# Source text start

Post Eddie Redmayne & Katherine Waterston talk 'Fantastic Beasts' 2 creatures, Newt, more

SnitchSeeker had the chance to sit down with the cast of Fantastic Beasts: The Crimes of Grindelwald over the weekend for press junkets, and while they did of course chat about some of the big spoilers and bombshells in the sequel, those won't be reported on, yet.

The first set of interviews was with stars Eddie Redmayne and Katherine Waterston in Los Angeles, who spoke about Newt's innate nature, working with Callum Turner (Theseus Scamander), thoughts of Dumbledore's sexuality, the Chinese creature the Zouwu and working with it on set, and much more.

Again, do note this is a portion of the interview, and the other questions related to Fantastic Beasts: The Crimes of Grindelwald spoilers will be posted after the movie's out on November 16th, so as to not ruin surprises for fans.


In preparing your role for Newt, did you do a lot of research. It seems he has a lot of autistic characteristics. Quite the opposite of his brother.
Eddie Redmayne:
It was really about finding Newt’s character in the first film. Jo was really specific in the script about the way he moved. He walked a certain walk. He had this Buster Keaton-esque quality. He wouldn’t look people in the eye. Some of the things he said and the way he talked reminded me of friends who have mild Asperger’s on the spectrum.

So I did do a bit of research into that world, but I haven’t been told by Jo that this is who Newt was. And Asperger’s and autism hadn’t been, especially in the 1940s, the term wasn’t in use. SO there was a little element of that. The other thing was, I met trackers – people who follow creatures for a living. The way they move, the way they walk and the way they talk, so that was interesting. Because the amazing thing about JK Rowling does, is she creates these fantastical worlds and fantastical characters, but there always so grounded in something real.

And the work with Callum [Turner; Theseus Scamander]?
Eddie:
The weird thing is, Callum was born about a hundred meters from where I was born. There was a very scary moment on set which I looked across and saw him talking to my older brother, who was really good at sports at school, was a bit of a schoolboy hero. I didn’t have to do much acting. But I felt great love for Callum. He’s a wonderful human being. Actually there wasn’t a huge amount of acting required in my relationship with Callum.

Katherine Waterston: I saw this little bit of a scene that they did together early in the shooting of the film with no sound, someone was running through it for playback on set, and they did a mannerism – one after the other – totally unaware the other had done it. It was amazing, like they had some inherent, symbiotic vibes going.

Eddie: He’s such a good man.

Katherine: Yeah, he’s easy to like.

With the controversy between Dumbledore and Grindelwald, in your opinion, why is there so much noise about the relationship of gays in the movie? Is the world not ready to see these kinds of characters?

# Source text end
# Data provided start

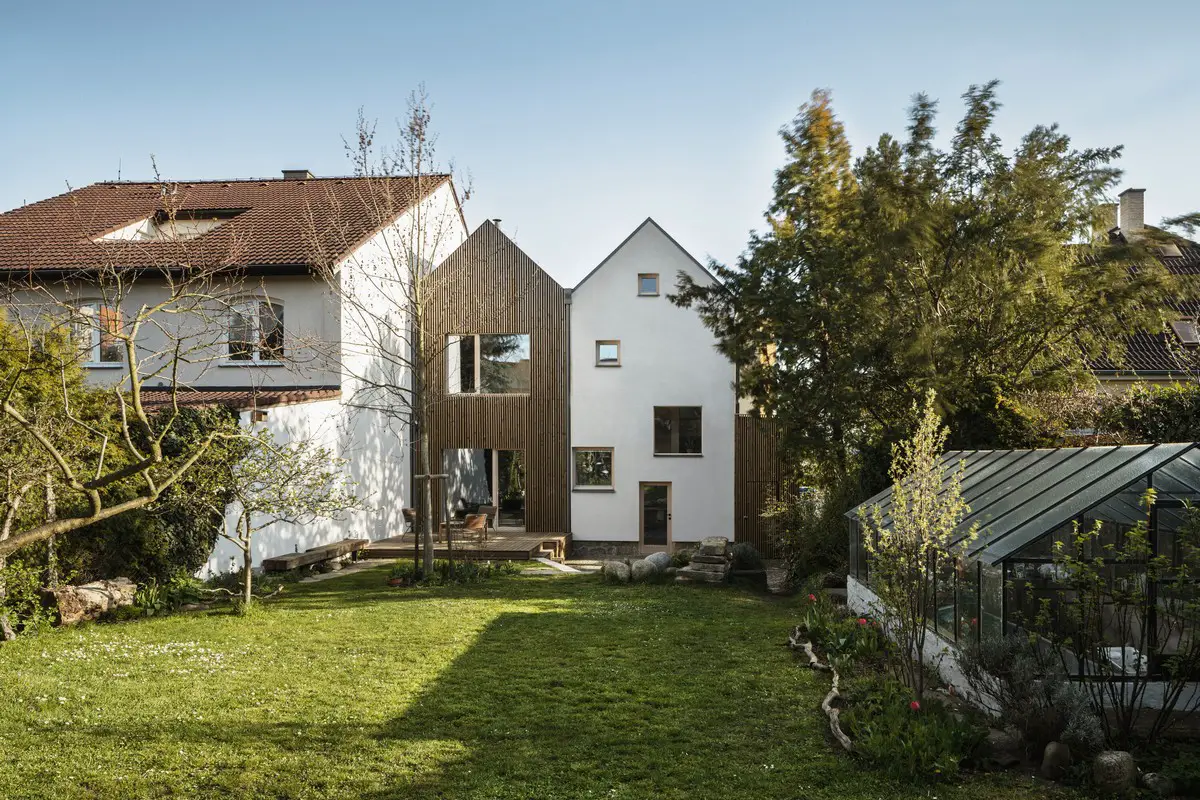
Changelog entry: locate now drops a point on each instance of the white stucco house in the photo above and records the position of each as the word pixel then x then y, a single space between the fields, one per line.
pixel 285 346
pixel 652 405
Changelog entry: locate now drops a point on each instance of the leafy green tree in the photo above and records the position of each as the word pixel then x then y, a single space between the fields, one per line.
pixel 966 269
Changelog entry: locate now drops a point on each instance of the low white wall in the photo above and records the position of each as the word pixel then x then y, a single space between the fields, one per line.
pixel 942 655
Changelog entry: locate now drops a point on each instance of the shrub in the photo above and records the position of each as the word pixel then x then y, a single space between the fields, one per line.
pixel 906 738
pixel 745 557
pixel 1031 693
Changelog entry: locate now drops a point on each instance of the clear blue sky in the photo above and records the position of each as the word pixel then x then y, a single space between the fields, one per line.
pixel 576 120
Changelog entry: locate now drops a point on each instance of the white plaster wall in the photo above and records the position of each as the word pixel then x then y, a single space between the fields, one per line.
pixel 942 655
pixel 667 358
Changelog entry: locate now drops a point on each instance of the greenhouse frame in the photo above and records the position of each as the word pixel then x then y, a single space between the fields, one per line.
pixel 1021 503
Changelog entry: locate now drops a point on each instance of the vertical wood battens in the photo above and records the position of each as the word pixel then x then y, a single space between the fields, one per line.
pixel 489 286
pixel 756 481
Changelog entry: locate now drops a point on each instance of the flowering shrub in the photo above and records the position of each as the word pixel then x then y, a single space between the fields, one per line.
pixel 904 737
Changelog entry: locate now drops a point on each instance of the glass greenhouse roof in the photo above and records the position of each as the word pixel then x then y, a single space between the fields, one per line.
pixel 1018 495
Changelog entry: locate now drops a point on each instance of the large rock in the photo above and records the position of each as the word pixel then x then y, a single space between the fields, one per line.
pixel 712 546
pixel 642 571
pixel 1055 761
pixel 1002 749
pixel 1114 773
pixel 661 560
pixel 1158 783
pixel 616 571
pixel 90 600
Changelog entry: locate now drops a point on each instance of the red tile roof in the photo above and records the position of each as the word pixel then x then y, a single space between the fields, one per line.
pixel 241 398
pixel 273 229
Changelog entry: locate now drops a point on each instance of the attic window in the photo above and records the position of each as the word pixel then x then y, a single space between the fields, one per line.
pixel 180 226
pixel 1188 331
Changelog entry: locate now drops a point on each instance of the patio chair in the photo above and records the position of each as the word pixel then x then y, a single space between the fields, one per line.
pixel 477 525
pixel 490 512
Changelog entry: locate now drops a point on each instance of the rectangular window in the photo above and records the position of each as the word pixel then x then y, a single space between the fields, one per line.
pixel 256 331
pixel 97 329
pixel 677 431
pixel 593 468
pixel 648 284
pixel 487 364
pixel 607 353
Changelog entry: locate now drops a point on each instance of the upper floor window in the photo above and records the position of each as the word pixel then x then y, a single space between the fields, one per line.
pixel 607 353
pixel 256 331
pixel 96 329
pixel 677 431
pixel 648 284
pixel 487 364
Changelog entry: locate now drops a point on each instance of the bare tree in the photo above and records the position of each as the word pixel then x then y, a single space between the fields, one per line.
pixel 388 293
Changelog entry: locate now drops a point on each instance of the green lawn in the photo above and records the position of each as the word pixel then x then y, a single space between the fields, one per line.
pixel 527 687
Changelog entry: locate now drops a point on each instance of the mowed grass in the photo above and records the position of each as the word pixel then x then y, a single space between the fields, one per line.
pixel 527 687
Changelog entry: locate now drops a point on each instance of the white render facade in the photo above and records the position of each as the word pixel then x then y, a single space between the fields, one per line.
pixel 641 407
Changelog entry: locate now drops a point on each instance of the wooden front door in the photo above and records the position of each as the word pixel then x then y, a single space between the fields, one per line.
pixel 654 501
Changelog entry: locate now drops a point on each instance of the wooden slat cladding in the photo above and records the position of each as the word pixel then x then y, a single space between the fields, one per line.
pixel 756 481
pixel 489 286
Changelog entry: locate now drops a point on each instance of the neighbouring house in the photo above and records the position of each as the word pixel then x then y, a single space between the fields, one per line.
pixel 1167 356
pixel 653 405
pixel 498 422
pixel 1026 504
pixel 280 347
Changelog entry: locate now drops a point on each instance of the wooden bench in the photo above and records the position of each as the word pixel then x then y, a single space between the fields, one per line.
pixel 315 555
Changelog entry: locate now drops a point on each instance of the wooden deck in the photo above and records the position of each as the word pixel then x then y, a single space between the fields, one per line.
pixel 501 546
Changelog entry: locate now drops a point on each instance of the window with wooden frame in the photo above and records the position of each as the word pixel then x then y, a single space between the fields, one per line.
pixel 607 353
pixel 593 468
pixel 678 431
pixel 96 329
pixel 487 364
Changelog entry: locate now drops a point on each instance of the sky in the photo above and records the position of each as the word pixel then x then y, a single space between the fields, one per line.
pixel 576 121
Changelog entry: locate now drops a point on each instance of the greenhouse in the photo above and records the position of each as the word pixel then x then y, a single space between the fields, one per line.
pixel 1025 504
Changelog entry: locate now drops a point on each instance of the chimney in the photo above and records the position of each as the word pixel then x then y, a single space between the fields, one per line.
pixel 1105 220
pixel 1133 211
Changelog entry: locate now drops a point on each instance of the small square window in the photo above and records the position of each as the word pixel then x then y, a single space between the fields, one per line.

# Data provided end

# What is expected:
Reproduce word for word the passage of the Fantastic Beasts interview above from "Again, do note" to "of his brother.".

# Answer to this problem:
Again, do note this is a portion of the interview, and the other questions related to Fantastic Beasts: The Crimes of Grindelwald spoilers will be posted after the movie's out on November 16th, so as to not ruin surprises for fans.


In preparing your role for Newt, did you do a lot of research. It seems he has a lot of autistic characteristics. Quite the opposite of his brother.